Directions for this task >>
Print the lines of the records below without any change, from the line containing "sign for congestion modeling." up to and including the final line of the records.

..........

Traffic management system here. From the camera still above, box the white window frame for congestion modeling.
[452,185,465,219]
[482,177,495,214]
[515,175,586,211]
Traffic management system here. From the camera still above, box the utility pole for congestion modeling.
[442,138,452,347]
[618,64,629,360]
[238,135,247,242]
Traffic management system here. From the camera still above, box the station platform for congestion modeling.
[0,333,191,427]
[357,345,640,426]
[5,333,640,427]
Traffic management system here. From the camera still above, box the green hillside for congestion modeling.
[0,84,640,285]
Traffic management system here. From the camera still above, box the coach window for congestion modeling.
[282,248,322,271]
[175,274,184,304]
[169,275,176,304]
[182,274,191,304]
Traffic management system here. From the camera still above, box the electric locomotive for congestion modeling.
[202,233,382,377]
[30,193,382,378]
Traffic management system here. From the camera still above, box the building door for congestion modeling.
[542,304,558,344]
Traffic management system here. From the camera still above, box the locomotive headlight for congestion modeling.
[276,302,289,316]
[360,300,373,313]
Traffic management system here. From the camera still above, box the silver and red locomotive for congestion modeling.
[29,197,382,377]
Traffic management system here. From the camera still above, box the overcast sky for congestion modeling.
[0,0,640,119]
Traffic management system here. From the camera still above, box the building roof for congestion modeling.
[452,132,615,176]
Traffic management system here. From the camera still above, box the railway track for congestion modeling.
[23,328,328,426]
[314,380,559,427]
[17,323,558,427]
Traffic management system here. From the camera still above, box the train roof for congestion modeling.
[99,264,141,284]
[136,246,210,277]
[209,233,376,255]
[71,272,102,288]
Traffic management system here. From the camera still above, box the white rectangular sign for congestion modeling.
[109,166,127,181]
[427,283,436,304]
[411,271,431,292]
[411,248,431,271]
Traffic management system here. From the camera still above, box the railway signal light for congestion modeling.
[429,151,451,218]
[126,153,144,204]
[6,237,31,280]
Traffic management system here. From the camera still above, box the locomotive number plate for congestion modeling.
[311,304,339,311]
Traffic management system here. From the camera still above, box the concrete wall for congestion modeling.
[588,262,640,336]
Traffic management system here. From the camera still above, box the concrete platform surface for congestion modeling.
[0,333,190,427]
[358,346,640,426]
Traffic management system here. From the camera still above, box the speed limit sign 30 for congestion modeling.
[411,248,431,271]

..........

Right answer >>
Traffic management system here. From the camera still above, box the white rectangular sign for congestion modeling.
[109,166,127,181]
[427,283,436,304]
[411,271,431,292]
[411,248,431,271]
Traffic management system here. From the camera still above, box the railway signal light for congestion modeling.
[429,151,451,218]
[126,153,144,204]
[6,237,31,280]
Traffic management system here. From the camera still above, box the locomotive number plate for congestion modeling.
[311,304,339,311]
Traffic management system here. From the camera still above, box the concrete wall for congestion modeling.
[588,262,640,336]
Traffic management system here. From the camera still above, box the concrete platform surface for congestion modeling.
[0,333,190,427]
[358,346,640,426]
Traffic management system here. From the camera still above, box the speed limit sign 30 for congestion modeling.
[411,248,431,271]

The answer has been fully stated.